___ Dataset extract
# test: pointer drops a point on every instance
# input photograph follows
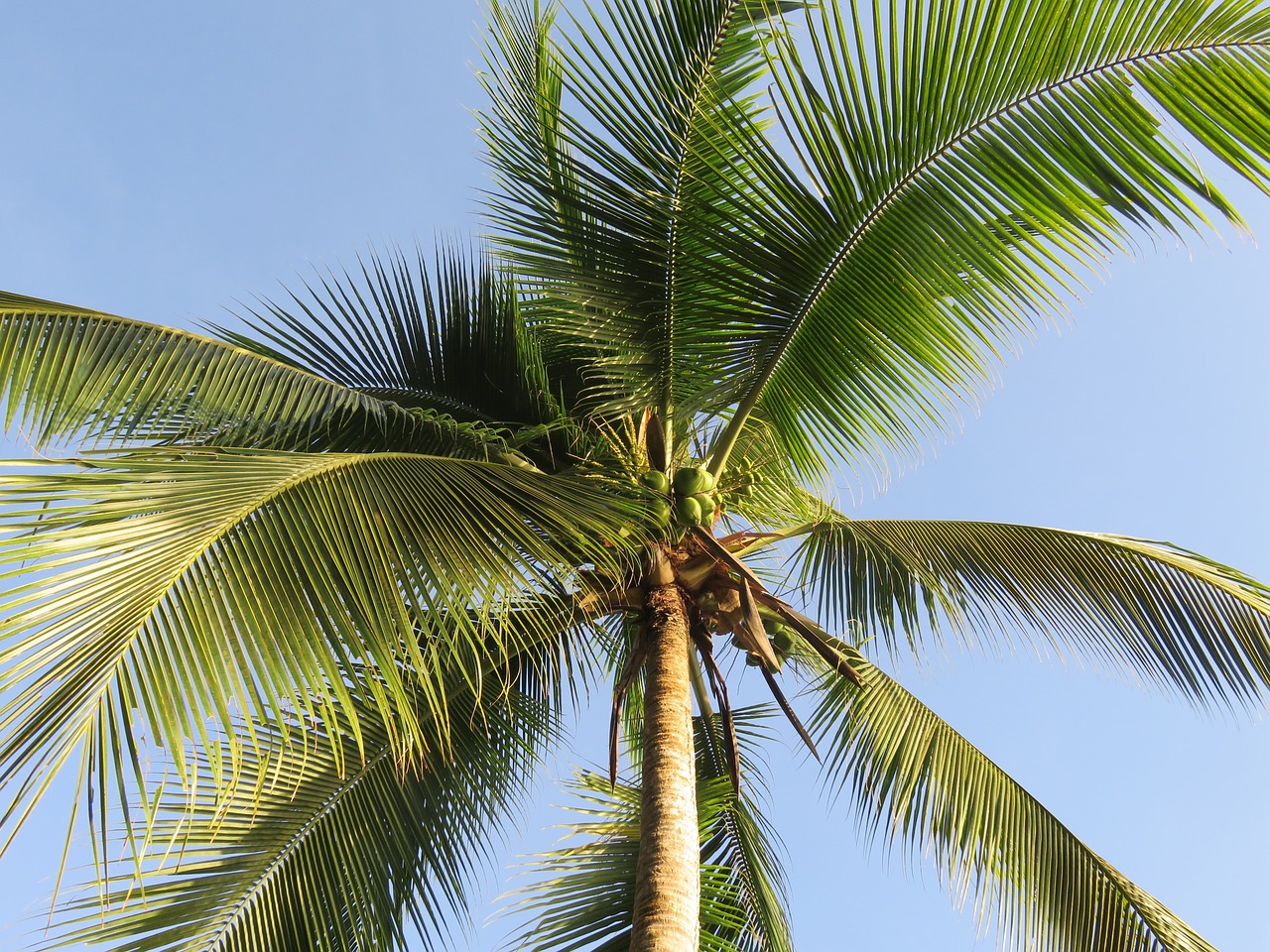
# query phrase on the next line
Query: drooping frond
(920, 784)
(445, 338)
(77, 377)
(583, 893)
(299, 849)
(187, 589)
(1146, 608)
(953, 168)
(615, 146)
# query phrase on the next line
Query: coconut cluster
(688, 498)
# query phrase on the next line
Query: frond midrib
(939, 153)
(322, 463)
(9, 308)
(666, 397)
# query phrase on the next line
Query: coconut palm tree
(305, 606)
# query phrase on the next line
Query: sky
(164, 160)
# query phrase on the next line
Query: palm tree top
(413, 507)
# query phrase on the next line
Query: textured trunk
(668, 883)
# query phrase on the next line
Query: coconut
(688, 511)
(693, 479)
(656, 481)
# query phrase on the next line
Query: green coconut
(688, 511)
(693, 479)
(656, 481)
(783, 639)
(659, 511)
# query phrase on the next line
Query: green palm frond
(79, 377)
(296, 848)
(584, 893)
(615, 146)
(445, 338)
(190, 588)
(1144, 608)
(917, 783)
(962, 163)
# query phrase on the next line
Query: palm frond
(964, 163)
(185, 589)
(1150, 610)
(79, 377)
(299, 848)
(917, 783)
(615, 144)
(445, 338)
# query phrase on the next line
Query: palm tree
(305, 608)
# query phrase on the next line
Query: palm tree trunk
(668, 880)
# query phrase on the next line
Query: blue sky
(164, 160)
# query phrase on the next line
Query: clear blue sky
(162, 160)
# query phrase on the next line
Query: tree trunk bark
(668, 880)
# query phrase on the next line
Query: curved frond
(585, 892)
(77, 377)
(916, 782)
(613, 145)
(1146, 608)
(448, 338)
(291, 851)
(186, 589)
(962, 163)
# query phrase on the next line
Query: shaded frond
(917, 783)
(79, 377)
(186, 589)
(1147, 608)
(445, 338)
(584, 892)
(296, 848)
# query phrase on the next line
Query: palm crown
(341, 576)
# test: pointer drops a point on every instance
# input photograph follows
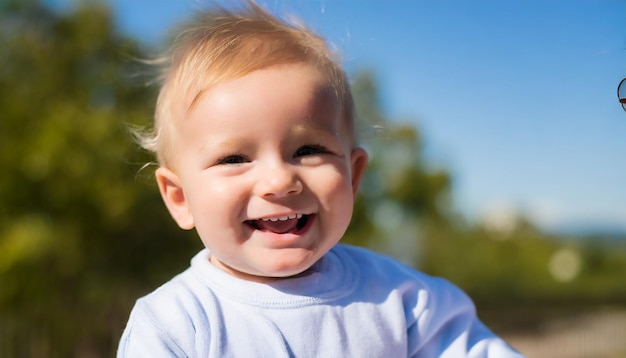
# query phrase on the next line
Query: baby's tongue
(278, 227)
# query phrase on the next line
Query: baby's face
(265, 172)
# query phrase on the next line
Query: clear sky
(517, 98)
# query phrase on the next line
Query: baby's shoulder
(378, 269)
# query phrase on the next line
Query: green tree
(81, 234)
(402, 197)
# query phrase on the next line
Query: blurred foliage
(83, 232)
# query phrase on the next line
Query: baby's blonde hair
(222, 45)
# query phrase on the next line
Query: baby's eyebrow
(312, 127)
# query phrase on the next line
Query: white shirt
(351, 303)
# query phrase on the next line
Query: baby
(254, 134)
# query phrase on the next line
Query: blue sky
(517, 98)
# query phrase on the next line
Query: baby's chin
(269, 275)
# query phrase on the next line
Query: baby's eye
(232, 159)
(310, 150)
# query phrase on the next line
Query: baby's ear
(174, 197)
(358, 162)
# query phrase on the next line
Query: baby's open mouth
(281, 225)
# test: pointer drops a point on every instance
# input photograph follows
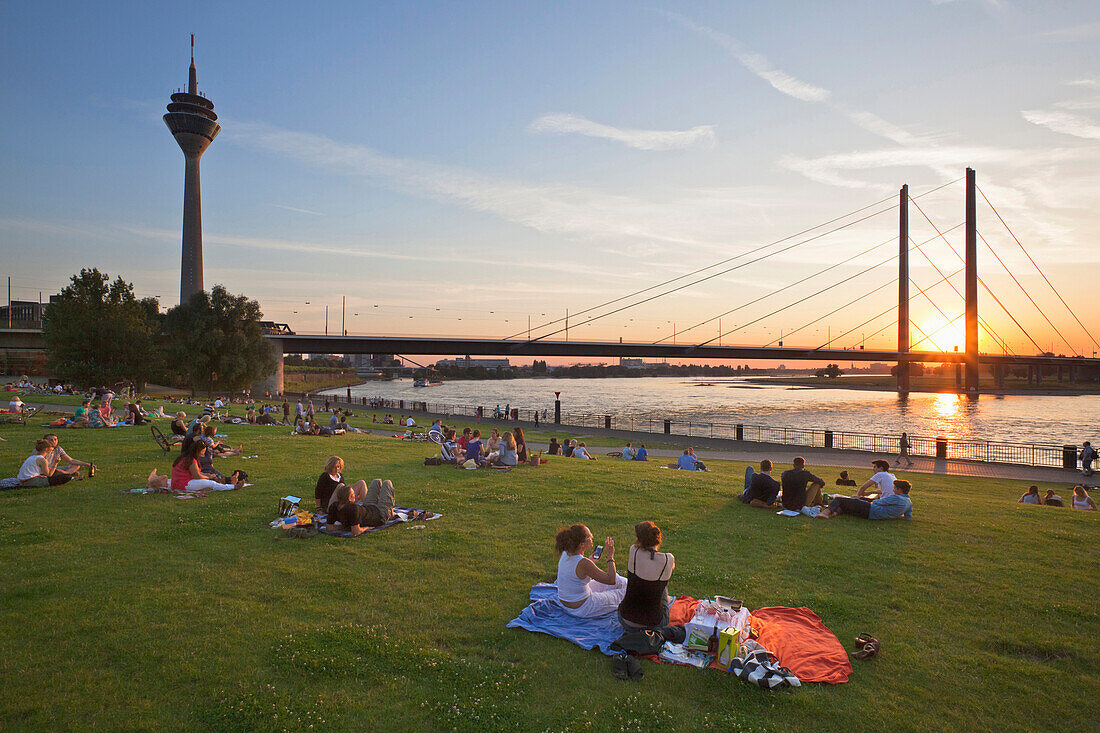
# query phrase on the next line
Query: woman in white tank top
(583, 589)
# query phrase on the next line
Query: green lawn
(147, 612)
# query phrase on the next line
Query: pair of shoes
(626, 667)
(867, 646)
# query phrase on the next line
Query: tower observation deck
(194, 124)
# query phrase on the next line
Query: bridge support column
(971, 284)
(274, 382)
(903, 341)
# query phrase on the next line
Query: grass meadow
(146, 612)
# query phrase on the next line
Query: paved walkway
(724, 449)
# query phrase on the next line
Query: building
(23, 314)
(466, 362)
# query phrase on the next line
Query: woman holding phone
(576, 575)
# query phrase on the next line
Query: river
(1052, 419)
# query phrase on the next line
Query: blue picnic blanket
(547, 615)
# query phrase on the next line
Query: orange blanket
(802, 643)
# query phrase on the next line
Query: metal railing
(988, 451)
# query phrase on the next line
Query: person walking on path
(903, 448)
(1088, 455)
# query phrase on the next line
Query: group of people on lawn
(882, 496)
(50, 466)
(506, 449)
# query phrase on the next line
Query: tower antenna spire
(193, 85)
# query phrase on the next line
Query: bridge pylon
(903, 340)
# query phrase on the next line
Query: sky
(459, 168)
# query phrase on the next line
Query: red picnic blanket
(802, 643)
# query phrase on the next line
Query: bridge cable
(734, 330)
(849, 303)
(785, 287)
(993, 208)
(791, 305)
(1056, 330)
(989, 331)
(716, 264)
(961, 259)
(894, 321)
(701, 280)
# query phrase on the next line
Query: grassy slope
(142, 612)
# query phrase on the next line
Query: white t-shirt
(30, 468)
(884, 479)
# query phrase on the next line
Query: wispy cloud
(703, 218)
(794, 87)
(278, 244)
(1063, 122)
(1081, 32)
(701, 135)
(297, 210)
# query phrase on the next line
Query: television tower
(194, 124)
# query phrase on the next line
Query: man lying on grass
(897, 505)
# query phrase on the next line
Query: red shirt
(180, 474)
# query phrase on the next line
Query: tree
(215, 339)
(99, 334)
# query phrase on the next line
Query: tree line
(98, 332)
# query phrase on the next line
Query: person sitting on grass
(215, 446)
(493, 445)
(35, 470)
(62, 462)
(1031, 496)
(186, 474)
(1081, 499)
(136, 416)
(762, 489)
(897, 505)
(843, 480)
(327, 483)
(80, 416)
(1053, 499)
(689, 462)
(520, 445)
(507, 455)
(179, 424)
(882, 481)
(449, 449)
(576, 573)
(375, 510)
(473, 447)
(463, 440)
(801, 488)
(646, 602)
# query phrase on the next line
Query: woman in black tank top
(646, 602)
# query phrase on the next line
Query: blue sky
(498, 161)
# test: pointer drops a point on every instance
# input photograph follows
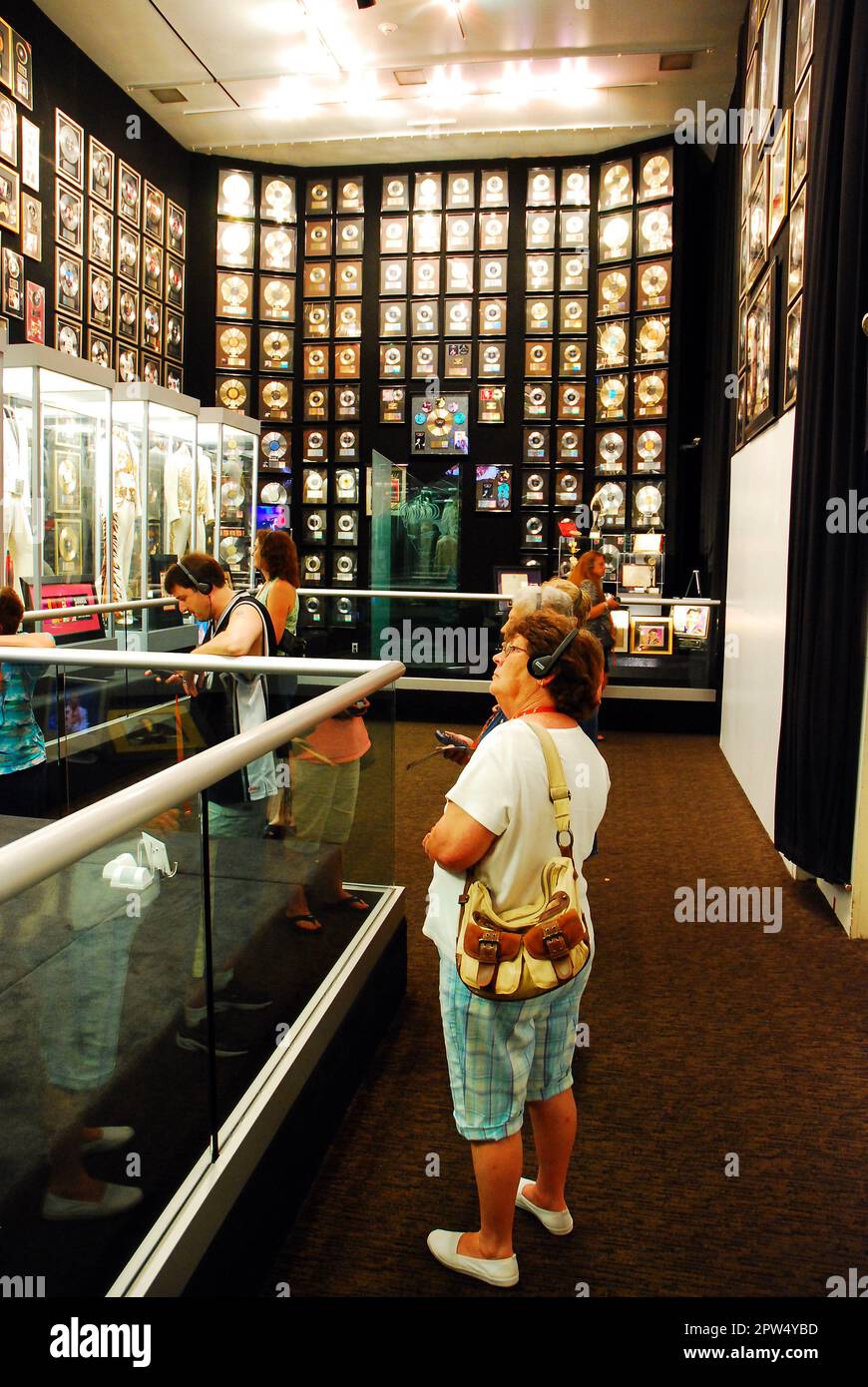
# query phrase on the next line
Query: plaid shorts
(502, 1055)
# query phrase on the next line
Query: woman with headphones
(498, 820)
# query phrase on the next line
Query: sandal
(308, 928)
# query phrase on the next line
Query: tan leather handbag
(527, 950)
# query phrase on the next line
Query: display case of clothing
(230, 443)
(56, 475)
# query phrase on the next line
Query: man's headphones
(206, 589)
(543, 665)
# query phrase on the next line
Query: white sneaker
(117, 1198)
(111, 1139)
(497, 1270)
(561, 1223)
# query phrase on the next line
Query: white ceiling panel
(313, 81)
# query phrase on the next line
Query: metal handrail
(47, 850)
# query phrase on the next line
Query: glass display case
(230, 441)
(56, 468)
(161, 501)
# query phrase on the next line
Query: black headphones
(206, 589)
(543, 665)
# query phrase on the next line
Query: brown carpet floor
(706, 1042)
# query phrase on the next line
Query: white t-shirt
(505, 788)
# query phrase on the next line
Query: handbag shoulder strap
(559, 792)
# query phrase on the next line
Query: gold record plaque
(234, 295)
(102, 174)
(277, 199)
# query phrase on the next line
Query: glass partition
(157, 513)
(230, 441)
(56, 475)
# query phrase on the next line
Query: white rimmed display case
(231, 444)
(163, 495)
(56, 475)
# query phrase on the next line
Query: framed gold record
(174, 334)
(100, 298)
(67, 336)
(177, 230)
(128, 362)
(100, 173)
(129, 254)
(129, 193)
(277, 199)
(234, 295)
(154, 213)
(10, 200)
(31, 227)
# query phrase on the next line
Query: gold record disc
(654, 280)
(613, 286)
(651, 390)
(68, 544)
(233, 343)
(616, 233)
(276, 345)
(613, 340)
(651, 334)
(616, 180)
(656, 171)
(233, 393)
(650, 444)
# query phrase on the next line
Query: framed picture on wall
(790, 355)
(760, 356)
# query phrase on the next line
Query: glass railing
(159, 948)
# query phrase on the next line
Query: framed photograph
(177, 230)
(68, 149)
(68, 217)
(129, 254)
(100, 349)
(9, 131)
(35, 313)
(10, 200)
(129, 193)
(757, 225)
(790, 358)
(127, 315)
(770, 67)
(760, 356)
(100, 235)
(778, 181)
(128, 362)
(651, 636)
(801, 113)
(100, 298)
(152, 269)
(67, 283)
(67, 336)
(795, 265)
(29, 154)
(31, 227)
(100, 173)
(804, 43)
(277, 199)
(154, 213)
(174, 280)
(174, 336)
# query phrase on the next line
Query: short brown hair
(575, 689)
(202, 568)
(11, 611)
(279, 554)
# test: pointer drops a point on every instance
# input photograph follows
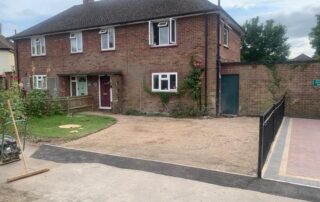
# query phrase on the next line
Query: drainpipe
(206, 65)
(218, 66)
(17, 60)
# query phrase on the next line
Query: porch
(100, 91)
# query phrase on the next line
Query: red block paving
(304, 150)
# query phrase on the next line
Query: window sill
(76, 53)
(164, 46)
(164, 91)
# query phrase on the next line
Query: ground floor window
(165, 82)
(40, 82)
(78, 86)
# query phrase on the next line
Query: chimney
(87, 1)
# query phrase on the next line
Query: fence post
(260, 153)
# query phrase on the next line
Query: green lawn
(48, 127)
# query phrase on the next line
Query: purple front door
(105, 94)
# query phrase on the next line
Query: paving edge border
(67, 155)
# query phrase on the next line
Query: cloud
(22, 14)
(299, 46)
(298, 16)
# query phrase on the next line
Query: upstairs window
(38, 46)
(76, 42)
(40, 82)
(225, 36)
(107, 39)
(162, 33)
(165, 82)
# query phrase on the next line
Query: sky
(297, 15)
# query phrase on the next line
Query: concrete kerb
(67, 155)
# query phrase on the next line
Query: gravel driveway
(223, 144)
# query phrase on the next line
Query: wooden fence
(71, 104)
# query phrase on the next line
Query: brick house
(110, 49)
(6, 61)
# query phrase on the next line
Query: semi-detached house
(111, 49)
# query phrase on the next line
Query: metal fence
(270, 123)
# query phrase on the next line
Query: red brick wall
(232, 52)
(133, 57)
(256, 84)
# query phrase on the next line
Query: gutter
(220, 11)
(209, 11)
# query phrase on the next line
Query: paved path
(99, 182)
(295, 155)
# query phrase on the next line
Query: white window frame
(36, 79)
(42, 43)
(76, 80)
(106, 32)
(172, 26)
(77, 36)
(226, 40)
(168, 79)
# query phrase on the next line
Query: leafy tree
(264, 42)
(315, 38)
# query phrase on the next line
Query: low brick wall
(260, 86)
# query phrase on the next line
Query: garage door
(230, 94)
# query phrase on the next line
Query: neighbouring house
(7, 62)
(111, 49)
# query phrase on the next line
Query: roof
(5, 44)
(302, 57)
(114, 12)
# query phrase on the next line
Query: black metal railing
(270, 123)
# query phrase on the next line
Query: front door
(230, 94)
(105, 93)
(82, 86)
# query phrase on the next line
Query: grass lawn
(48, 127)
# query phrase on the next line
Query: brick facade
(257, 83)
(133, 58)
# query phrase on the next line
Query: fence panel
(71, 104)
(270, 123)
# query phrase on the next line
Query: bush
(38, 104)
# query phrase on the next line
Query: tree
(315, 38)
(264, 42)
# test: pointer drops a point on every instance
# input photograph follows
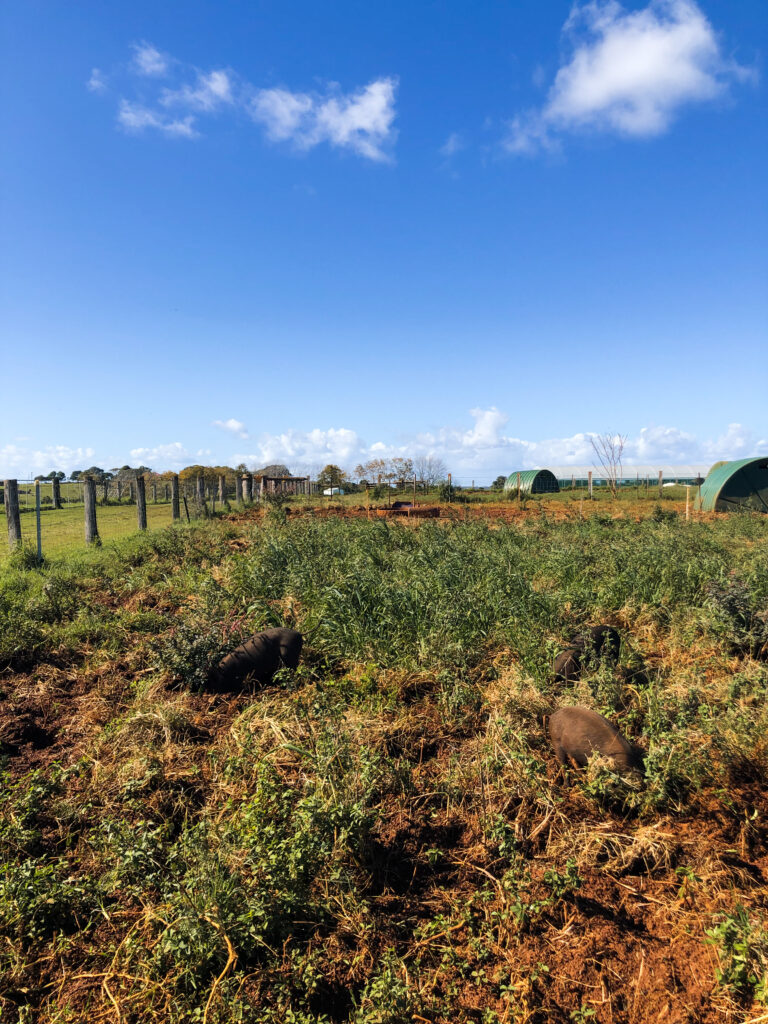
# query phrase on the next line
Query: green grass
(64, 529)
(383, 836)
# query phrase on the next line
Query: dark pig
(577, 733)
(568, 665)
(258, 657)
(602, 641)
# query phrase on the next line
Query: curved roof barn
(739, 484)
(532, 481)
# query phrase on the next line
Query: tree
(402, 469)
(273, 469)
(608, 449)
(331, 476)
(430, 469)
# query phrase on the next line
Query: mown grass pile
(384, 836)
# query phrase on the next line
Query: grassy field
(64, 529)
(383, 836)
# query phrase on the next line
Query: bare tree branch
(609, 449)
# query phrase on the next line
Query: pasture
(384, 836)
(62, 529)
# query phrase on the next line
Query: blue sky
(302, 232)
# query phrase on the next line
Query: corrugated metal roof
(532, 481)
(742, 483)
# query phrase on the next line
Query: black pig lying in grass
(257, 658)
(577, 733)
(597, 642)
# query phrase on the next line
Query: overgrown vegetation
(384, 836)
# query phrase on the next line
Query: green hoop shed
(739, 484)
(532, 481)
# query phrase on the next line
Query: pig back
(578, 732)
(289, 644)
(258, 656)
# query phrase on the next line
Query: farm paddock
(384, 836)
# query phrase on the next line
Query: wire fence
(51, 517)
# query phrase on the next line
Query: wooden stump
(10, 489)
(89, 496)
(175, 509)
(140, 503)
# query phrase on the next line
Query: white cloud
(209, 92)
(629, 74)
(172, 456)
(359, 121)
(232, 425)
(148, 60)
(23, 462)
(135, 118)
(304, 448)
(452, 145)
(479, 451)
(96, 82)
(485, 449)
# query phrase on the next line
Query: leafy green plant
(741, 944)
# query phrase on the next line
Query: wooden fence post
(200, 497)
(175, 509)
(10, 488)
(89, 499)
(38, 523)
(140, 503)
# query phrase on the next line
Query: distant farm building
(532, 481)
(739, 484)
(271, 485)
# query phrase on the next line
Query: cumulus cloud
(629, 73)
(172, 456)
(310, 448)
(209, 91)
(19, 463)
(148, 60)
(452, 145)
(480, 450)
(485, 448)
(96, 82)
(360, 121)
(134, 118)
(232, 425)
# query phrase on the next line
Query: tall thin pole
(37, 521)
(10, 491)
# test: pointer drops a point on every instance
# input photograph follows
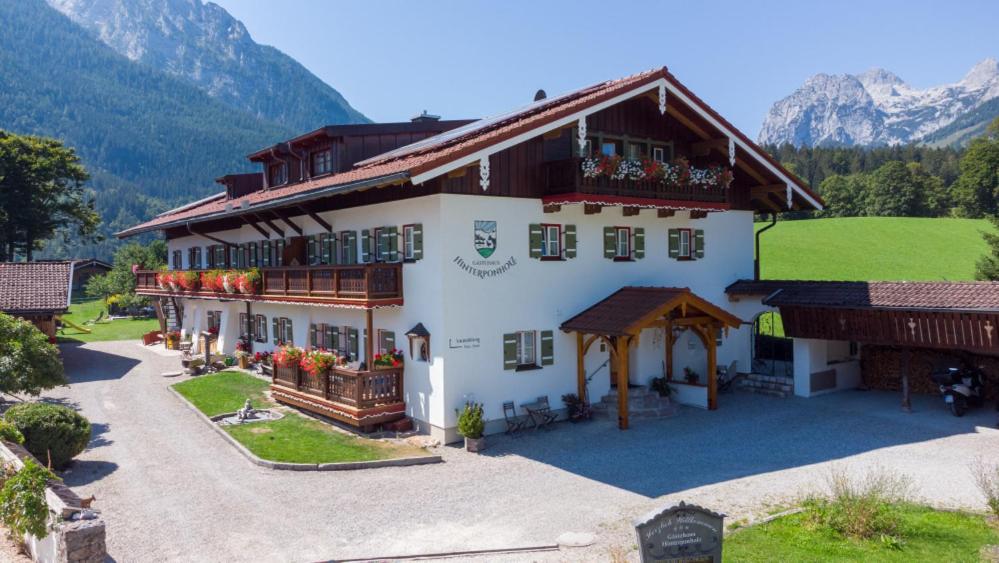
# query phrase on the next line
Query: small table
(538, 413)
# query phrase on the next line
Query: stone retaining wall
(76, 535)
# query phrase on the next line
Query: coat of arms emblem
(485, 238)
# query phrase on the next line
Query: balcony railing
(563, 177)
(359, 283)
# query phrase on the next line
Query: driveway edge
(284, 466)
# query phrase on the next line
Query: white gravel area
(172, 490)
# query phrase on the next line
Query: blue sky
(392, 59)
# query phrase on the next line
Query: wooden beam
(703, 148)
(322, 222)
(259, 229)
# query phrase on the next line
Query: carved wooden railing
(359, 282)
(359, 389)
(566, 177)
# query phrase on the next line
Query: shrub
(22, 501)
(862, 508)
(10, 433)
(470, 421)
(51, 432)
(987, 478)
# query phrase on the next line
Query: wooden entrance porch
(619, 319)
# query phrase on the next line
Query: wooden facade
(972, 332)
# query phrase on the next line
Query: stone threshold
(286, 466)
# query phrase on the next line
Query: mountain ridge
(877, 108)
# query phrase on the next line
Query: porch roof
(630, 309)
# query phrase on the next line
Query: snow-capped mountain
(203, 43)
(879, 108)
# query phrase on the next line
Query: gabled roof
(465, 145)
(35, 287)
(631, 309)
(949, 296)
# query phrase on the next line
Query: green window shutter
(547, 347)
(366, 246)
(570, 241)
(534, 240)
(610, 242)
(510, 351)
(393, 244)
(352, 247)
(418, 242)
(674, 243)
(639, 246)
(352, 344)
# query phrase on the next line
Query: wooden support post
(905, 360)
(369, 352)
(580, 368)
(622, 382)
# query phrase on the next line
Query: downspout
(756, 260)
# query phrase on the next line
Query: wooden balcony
______
▶ **Task goal**
Write the lines out again exactly, from the one containing "Query: porch roof" through the last line of the records, and include no other lines.

▶ **Solution for this task**
Query: porch roof
(630, 309)
# query phrase on the next line
Query: snow-capped mountain
(203, 43)
(879, 108)
# query phrase on the next line
Query: gabled roof
(465, 145)
(35, 287)
(631, 309)
(949, 296)
# query phrase on the next line
Query: green window shutter
(547, 347)
(366, 246)
(570, 241)
(534, 240)
(610, 242)
(510, 351)
(393, 244)
(352, 247)
(418, 242)
(674, 243)
(639, 246)
(352, 344)
# query phrase on the next line
Query: wooden support post
(905, 360)
(369, 352)
(580, 368)
(622, 382)
# query phrase on the next line
Query: downspout
(756, 260)
# query phrase on the next line
Query: wooden balcony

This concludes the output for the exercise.